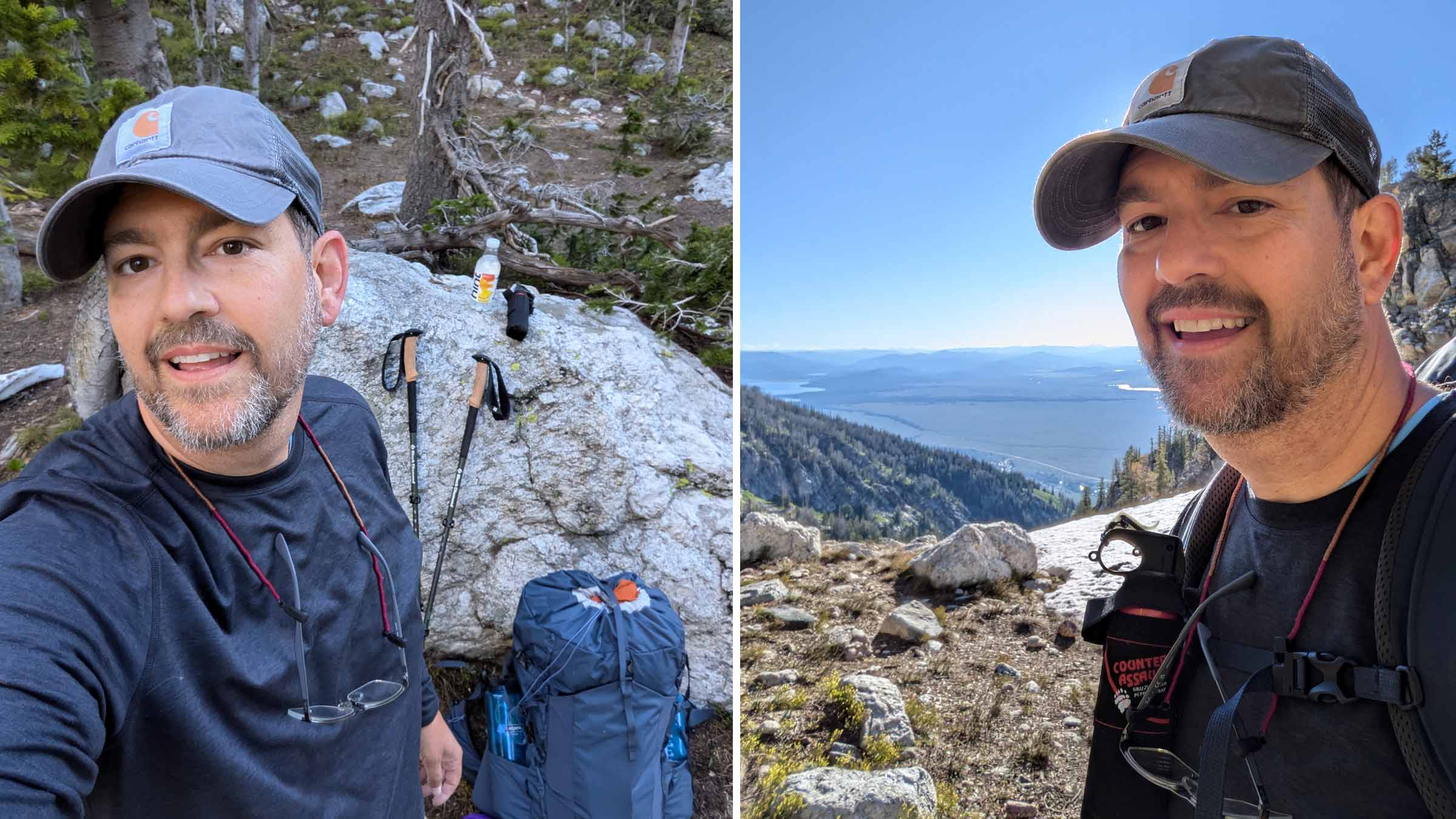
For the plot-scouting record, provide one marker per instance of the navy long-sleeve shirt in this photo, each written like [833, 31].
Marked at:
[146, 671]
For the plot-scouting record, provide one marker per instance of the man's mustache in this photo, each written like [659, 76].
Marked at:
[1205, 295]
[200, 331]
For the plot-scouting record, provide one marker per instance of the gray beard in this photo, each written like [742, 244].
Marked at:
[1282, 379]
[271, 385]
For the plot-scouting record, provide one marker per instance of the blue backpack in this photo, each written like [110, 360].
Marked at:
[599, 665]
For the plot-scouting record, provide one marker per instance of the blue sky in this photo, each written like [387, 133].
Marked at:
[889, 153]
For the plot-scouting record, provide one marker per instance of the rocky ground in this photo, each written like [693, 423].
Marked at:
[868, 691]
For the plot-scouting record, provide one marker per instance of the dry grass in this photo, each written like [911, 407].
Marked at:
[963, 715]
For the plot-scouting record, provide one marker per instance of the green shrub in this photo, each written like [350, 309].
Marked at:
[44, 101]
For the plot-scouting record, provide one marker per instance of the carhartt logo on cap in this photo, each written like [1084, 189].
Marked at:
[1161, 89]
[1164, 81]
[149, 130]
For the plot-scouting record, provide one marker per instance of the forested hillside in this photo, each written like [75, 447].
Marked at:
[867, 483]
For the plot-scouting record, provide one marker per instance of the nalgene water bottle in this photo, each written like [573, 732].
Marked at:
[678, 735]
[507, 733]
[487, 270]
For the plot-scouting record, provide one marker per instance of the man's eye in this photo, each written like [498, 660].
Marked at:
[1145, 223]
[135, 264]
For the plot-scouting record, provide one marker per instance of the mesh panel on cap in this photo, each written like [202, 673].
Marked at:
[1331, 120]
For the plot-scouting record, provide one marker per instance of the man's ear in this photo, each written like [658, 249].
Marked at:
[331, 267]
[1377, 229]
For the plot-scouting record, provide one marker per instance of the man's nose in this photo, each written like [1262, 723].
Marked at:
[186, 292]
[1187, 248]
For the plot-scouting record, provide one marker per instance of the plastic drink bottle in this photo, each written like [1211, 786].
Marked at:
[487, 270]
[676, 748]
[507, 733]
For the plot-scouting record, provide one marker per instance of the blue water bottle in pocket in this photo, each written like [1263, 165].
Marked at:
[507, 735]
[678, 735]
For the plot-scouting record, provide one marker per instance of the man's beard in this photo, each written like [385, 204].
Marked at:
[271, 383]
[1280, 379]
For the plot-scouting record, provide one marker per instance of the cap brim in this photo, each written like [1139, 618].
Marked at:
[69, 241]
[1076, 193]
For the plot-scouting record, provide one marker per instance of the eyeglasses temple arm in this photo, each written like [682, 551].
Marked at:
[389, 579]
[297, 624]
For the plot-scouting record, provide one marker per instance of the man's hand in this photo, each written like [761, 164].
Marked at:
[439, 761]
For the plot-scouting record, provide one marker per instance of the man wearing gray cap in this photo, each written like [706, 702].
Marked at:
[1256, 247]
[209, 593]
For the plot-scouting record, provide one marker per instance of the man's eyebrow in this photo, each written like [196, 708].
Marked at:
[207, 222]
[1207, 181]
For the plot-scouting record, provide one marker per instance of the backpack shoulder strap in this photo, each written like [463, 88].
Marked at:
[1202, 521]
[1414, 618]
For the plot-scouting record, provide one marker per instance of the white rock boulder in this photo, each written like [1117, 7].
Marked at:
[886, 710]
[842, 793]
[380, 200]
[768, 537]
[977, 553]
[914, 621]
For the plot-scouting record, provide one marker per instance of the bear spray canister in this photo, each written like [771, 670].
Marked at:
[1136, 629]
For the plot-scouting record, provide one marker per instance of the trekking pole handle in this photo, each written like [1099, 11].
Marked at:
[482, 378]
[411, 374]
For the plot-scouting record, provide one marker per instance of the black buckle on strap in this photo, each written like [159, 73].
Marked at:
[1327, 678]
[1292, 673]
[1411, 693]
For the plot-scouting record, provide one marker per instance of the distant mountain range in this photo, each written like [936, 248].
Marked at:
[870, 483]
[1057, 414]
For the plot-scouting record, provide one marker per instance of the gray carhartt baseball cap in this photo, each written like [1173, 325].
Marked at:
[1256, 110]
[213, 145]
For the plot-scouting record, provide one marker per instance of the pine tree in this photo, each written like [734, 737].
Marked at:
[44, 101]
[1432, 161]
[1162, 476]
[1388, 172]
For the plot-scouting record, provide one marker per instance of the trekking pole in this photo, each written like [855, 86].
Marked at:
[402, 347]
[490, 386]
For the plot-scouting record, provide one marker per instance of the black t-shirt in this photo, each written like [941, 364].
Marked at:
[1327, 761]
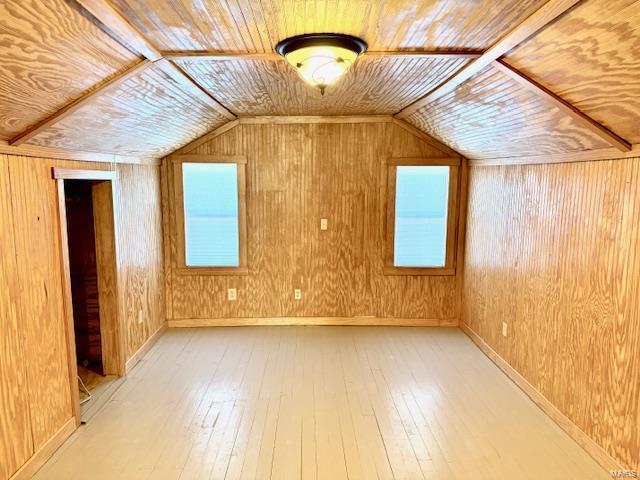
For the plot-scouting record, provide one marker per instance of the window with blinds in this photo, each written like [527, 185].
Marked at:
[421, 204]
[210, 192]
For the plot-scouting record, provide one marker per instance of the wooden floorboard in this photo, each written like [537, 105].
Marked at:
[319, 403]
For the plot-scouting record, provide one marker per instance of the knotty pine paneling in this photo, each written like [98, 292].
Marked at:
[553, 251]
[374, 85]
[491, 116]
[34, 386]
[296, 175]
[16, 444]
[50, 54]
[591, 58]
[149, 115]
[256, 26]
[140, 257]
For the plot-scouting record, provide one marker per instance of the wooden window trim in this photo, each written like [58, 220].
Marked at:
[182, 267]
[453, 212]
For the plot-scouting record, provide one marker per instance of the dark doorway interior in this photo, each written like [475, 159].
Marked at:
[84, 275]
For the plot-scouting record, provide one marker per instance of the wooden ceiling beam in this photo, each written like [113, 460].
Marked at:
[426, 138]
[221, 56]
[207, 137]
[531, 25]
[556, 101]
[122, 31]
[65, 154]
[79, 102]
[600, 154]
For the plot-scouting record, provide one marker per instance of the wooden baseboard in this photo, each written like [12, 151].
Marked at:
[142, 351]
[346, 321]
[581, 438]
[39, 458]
______
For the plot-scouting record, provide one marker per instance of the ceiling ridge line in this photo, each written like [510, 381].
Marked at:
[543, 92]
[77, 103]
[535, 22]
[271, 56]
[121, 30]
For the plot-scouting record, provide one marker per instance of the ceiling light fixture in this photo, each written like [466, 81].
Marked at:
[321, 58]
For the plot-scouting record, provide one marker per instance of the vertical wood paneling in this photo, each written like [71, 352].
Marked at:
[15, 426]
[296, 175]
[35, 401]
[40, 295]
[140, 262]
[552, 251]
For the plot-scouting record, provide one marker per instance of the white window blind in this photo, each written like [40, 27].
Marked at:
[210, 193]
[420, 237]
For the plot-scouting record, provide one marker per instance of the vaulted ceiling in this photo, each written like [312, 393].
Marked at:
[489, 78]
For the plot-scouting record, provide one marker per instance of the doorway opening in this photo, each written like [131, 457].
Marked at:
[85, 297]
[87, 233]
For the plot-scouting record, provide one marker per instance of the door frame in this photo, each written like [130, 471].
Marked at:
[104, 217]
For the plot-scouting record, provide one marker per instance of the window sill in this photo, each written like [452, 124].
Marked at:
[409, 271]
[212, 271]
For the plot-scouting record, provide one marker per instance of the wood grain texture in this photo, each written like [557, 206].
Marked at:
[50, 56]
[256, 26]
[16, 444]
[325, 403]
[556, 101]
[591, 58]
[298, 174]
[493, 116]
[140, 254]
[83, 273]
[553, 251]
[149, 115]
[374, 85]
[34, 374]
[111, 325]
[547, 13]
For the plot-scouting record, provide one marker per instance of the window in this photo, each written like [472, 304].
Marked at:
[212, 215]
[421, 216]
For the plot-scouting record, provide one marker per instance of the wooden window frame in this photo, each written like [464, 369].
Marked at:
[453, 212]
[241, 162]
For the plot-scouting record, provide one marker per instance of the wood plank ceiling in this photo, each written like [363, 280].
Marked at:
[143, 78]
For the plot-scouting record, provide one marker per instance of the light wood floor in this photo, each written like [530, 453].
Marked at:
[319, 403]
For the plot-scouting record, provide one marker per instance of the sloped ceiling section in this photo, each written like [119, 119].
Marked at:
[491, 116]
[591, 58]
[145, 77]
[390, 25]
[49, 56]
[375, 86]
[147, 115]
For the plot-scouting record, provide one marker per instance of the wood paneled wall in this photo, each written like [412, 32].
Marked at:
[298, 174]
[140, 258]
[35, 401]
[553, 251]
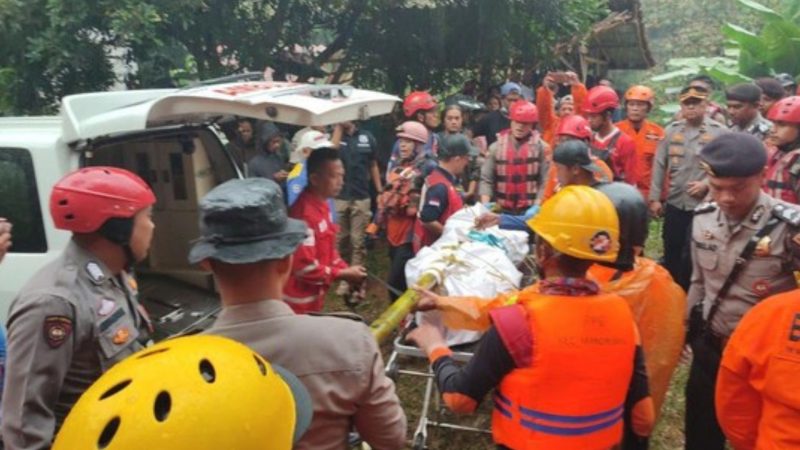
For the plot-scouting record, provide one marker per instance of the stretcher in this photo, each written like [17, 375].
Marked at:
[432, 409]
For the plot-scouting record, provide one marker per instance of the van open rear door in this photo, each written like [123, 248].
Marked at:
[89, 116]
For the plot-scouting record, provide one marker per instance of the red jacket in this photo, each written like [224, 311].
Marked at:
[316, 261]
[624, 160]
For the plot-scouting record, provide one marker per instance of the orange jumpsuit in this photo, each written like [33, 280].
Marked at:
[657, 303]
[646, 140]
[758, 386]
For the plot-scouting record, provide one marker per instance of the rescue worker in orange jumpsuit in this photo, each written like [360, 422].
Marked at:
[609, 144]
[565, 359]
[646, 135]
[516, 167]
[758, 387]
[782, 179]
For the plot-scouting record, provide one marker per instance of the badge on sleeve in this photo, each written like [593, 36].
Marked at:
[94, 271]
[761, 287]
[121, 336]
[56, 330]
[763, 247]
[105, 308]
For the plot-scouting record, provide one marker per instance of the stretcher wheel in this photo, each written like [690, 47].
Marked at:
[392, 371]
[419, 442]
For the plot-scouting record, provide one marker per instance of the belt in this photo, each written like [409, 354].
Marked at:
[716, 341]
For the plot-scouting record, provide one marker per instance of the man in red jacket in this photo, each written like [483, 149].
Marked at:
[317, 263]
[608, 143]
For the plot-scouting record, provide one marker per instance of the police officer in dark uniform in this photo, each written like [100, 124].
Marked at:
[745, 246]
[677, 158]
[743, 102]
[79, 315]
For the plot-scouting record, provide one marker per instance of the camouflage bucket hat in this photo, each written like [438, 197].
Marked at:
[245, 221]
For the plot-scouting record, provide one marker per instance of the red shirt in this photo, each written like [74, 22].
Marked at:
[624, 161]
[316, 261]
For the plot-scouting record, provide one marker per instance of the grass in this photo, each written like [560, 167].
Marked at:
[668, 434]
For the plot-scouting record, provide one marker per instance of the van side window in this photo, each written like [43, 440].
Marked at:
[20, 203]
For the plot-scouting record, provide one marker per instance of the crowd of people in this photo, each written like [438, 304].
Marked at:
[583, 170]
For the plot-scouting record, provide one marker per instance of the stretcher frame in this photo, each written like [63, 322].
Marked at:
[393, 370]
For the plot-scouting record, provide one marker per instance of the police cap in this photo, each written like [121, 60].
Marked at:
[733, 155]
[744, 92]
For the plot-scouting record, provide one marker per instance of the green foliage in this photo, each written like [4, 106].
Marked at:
______
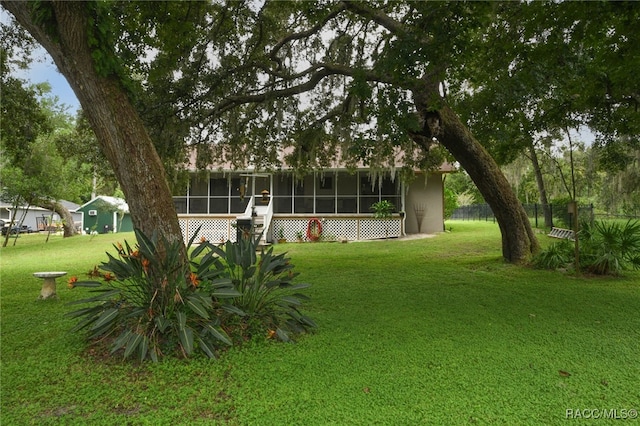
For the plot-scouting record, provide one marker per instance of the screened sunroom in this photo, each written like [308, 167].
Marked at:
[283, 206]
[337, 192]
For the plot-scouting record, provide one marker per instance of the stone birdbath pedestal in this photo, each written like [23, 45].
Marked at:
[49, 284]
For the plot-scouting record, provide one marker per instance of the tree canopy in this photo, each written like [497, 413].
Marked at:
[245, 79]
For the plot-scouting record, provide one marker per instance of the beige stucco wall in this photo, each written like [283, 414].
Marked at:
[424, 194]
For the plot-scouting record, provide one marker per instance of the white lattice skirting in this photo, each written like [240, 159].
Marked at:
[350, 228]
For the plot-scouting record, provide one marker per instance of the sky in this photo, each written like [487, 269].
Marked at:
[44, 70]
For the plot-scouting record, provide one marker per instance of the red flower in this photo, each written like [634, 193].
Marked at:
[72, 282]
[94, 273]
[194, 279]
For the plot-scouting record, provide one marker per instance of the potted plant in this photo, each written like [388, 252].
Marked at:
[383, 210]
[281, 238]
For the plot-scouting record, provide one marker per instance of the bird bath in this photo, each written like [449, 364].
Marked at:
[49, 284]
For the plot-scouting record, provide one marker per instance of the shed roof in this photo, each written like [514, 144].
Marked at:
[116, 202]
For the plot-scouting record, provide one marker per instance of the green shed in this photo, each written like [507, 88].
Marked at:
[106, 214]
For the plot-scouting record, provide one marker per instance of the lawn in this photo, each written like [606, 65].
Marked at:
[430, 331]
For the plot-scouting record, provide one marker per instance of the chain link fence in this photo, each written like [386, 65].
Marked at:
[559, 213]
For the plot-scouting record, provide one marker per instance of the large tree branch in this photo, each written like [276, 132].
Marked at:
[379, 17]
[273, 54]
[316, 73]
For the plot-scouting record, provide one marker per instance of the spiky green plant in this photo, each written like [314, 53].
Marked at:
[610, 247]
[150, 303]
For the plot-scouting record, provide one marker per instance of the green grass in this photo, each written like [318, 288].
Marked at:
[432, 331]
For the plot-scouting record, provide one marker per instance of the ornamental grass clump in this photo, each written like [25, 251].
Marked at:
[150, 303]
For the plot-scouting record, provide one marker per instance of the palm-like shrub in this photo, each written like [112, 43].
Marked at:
______
= Brief =
Taking the material above, extract exactly and only the lines from the line with "like [1263, 165]." to the line with "like [1139, 618].", inclusive of both.

= Exercise response =
For the plot-scouting record, provide one marker per instance of the blue water bottle in pocket in this photo, each written like [1263, 165].
Marked at:
[507, 735]
[678, 735]
For the plot-scouting record, provide one marker per instance of the man's beard in this photo, each written like [385, 204].
Marked at:
[271, 383]
[1280, 379]
For the plot-scouting record, provide one marker per instance of the cap brim in this photo, each written like [1139, 618].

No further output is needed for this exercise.